# What to produce
Return every line from the one with "x=904, y=59" through the one with "x=310, y=222", inclusive, exactly as it appears below.

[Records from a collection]
• • • • • • •

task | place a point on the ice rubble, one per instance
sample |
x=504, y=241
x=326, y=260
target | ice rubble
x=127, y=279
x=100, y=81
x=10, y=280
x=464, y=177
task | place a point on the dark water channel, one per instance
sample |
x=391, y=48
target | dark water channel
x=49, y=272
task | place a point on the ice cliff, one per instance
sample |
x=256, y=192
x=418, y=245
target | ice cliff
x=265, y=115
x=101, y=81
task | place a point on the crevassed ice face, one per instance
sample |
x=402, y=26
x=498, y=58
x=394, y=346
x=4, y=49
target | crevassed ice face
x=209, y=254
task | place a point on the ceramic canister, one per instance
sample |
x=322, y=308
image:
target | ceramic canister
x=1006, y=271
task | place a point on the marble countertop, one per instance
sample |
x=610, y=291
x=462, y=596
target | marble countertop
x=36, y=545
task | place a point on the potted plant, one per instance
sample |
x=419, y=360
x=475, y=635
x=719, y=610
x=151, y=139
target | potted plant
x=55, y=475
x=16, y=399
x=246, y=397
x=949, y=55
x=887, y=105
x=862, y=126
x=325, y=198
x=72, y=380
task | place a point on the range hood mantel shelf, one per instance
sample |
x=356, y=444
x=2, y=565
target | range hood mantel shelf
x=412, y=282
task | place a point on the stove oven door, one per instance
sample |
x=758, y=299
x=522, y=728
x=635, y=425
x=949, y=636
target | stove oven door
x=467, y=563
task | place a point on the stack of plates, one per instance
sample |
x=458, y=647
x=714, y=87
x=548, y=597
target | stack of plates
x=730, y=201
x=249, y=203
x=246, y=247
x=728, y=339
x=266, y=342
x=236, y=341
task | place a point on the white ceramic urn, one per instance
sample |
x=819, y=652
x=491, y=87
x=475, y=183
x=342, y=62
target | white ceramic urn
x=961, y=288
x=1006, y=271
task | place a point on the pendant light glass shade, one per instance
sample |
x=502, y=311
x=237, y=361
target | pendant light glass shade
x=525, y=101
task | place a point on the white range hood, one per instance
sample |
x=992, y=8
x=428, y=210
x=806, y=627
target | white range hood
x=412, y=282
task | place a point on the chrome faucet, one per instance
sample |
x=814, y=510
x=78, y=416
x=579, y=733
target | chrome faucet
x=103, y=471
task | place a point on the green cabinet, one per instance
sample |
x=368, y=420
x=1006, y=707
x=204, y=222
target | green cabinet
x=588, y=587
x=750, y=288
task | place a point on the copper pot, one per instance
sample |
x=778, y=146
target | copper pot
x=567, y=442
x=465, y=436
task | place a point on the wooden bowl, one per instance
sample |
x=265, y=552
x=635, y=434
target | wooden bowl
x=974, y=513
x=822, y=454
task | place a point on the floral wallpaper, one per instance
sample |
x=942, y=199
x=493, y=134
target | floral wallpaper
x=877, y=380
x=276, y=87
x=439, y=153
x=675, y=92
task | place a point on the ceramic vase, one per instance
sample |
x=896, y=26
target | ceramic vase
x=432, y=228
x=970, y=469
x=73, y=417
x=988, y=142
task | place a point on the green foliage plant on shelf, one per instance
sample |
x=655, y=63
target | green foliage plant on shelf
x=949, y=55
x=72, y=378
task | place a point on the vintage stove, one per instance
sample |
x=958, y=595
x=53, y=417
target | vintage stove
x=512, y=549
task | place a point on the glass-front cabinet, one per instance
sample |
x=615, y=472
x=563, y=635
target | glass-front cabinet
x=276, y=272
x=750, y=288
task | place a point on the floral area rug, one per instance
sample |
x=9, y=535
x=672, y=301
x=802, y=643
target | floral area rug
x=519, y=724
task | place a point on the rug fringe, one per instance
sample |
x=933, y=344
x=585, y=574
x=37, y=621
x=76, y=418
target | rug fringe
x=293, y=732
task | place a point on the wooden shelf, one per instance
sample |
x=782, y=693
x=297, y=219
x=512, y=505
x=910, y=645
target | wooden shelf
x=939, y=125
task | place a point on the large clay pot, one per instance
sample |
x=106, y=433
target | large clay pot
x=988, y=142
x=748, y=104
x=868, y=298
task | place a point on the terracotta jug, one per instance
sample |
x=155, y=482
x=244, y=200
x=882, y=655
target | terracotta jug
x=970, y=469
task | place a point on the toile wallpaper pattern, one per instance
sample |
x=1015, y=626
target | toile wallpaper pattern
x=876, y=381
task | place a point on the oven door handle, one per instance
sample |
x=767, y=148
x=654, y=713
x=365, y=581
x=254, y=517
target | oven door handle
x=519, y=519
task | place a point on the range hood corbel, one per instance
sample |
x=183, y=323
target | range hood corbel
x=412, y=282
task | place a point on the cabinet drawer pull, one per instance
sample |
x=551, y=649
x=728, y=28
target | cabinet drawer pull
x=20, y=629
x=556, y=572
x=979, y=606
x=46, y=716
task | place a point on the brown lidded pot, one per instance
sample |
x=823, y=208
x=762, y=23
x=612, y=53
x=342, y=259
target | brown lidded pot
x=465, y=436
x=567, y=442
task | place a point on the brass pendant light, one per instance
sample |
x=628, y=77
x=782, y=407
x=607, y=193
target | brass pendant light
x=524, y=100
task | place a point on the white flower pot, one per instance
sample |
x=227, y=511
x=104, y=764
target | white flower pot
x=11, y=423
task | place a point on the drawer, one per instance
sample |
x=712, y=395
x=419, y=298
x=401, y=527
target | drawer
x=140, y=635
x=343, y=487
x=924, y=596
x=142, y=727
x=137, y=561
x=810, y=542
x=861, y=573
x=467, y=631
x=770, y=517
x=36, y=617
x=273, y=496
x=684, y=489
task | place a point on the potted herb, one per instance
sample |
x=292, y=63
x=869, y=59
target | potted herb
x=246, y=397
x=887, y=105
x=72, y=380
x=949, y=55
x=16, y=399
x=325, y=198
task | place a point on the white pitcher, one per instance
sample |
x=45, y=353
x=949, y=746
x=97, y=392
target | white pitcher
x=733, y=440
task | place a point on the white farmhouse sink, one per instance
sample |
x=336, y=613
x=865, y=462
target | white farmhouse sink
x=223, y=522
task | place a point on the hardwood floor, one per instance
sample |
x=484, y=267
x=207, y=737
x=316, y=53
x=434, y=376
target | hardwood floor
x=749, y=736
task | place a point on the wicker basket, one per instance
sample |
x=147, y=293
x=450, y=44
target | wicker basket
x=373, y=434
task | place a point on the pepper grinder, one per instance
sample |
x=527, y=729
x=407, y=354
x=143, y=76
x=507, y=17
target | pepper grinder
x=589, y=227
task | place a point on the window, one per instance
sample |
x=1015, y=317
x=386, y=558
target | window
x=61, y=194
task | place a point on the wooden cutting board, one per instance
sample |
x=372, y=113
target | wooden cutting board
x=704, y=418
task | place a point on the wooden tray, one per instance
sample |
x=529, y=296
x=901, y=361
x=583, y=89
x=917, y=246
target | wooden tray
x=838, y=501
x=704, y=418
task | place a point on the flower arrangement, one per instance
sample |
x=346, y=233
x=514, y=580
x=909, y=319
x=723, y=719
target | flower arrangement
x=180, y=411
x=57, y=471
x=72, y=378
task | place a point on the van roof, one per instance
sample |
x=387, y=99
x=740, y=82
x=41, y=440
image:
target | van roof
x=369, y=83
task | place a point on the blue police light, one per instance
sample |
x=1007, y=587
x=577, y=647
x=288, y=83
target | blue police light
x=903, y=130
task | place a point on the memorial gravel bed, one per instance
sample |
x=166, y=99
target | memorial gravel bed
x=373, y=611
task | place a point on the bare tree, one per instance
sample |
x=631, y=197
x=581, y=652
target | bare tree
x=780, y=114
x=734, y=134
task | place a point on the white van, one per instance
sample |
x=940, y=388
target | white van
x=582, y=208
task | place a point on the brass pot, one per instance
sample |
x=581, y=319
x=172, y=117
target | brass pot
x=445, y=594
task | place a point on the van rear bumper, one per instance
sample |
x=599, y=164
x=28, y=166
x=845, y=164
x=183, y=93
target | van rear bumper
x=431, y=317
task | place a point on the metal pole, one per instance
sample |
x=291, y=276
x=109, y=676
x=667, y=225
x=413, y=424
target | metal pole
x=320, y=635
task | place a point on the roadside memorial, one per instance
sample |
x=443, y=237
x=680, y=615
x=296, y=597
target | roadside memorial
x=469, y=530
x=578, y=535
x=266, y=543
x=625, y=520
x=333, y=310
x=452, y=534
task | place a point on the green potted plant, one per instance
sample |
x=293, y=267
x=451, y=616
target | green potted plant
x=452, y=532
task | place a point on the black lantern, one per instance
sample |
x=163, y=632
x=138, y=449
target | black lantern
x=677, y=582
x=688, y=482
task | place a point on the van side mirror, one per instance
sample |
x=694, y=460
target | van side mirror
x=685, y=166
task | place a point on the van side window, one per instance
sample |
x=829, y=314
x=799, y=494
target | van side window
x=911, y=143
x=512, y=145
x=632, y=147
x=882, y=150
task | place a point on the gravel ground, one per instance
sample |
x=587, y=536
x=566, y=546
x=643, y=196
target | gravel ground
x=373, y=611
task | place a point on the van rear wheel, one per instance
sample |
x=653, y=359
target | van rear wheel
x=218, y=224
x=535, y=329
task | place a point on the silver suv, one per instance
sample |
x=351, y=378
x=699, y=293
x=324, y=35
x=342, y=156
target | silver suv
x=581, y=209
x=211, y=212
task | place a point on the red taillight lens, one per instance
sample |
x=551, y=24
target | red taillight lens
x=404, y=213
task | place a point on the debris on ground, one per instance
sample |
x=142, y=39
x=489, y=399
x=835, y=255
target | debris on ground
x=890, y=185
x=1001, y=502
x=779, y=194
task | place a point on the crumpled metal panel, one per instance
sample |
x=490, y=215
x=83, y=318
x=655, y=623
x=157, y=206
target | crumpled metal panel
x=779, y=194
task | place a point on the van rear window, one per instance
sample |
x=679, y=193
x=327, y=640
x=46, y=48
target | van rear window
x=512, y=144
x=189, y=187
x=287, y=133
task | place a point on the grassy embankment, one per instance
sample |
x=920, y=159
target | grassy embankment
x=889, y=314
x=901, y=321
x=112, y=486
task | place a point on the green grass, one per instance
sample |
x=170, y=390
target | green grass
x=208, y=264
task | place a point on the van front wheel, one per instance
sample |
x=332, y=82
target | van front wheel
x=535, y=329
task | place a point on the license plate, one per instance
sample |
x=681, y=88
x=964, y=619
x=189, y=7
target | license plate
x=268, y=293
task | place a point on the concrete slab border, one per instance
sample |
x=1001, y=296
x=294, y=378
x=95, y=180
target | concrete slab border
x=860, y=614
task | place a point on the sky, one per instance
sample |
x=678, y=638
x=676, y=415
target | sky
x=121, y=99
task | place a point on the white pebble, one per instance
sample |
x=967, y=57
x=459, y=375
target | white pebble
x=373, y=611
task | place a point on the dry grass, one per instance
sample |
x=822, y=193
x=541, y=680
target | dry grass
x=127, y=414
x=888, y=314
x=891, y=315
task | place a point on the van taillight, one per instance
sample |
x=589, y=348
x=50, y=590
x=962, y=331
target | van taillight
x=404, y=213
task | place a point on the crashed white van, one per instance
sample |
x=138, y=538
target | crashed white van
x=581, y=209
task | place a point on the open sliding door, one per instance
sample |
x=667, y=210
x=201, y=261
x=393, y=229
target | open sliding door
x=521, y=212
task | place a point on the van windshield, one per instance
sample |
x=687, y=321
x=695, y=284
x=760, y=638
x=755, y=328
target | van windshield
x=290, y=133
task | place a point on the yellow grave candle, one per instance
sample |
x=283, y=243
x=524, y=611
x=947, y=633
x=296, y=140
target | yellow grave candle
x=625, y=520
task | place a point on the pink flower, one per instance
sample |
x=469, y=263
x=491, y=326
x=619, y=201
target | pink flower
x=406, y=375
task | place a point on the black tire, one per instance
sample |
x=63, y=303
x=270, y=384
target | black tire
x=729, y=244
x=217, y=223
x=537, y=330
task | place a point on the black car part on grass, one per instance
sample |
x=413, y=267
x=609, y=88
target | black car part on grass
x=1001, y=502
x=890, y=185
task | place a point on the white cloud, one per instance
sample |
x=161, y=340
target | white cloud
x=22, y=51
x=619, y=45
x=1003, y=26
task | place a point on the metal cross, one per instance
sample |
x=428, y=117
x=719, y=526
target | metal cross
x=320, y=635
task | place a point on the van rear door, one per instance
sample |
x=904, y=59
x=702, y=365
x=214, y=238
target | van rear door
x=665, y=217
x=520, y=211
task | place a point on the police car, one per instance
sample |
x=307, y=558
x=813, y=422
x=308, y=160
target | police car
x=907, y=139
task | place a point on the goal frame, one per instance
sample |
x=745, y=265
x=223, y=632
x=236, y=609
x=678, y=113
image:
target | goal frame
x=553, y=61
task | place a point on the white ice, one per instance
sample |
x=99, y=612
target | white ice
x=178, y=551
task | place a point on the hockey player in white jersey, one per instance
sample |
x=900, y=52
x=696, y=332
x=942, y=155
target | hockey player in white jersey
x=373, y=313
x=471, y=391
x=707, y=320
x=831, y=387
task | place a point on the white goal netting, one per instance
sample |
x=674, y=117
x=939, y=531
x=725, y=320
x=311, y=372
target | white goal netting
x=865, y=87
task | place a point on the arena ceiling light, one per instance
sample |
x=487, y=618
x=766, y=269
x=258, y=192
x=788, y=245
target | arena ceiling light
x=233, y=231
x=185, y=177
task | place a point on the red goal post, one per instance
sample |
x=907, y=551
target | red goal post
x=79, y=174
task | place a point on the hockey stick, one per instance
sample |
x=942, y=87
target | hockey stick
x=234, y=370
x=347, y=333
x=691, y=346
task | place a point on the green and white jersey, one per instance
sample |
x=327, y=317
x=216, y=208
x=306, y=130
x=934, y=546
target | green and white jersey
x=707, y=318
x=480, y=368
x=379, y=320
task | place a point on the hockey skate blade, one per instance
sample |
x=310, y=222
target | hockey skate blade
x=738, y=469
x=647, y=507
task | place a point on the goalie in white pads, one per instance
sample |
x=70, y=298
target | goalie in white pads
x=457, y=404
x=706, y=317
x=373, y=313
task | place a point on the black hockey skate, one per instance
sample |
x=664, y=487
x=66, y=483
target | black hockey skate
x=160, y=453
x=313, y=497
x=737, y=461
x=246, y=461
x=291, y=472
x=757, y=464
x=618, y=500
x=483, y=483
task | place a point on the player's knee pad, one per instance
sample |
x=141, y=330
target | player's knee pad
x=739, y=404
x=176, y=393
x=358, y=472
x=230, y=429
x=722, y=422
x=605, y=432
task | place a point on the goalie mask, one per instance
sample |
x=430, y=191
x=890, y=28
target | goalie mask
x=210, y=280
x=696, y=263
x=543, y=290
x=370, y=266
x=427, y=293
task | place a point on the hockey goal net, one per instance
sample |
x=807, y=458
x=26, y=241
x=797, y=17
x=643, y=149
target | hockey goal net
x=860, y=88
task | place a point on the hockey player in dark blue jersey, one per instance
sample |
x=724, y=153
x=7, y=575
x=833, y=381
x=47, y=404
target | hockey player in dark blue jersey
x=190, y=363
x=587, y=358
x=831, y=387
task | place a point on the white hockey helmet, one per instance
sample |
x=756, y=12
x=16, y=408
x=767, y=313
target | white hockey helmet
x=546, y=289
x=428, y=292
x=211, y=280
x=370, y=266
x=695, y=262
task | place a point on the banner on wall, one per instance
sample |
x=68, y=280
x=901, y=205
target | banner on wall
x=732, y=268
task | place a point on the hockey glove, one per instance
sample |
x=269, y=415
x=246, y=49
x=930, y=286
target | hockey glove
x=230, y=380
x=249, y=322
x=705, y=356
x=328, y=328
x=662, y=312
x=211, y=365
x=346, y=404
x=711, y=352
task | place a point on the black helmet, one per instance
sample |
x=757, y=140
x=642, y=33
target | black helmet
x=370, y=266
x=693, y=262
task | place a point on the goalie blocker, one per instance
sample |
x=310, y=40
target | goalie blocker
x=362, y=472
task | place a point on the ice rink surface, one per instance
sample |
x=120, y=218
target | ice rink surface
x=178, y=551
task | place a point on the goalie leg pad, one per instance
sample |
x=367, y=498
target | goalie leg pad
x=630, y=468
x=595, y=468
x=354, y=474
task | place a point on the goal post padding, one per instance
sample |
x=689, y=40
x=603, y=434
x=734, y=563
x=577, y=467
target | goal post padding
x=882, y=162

• • • • • • •

# Answer box
x=904, y=59
x=702, y=365
x=214, y=238
target | van rear door
x=665, y=217
x=520, y=211
task | place a point on the police car, one per instance
sample |
x=307, y=558
x=813, y=422
x=308, y=160
target | police car
x=907, y=139
task | place a point on the goal frame, one per instance
sample |
x=745, y=265
x=223, y=632
x=236, y=609
x=678, y=113
image:
target | goal frame
x=553, y=61
task | place a point on the white ice, one per instance
sample |
x=99, y=612
target | white ice
x=178, y=551
task | place a point on the hockey player in white jersey, one per instance
sample |
x=900, y=52
x=696, y=332
x=942, y=155
target | hockey player in white jersey
x=373, y=313
x=471, y=391
x=707, y=320
x=831, y=387
task | place a point on the white goal netting, one per instance
sample |
x=674, y=117
x=939, y=531
x=725, y=320
x=311, y=372
target | white goal netting
x=865, y=87
task | place a point on the arena ceiling light, one per instance
sample |
x=487, y=618
x=766, y=269
x=258, y=192
x=788, y=245
target | arena ceiling light
x=233, y=231
x=185, y=177
task | place a point on the red goal post, one per instance
sample |
x=907, y=551
target | red goal post
x=79, y=174
task | place a point on the hockey stick, one per instance
sample |
x=942, y=87
target | hockey stick
x=234, y=370
x=347, y=333
x=691, y=346
task | place a point on the green and white jersey, one per instance
sample |
x=327, y=317
x=216, y=208
x=306, y=130
x=934, y=546
target | green and white jersey
x=707, y=318
x=480, y=368
x=379, y=320
task | place a point on the hockey skate blade, one per instance
sample |
x=310, y=222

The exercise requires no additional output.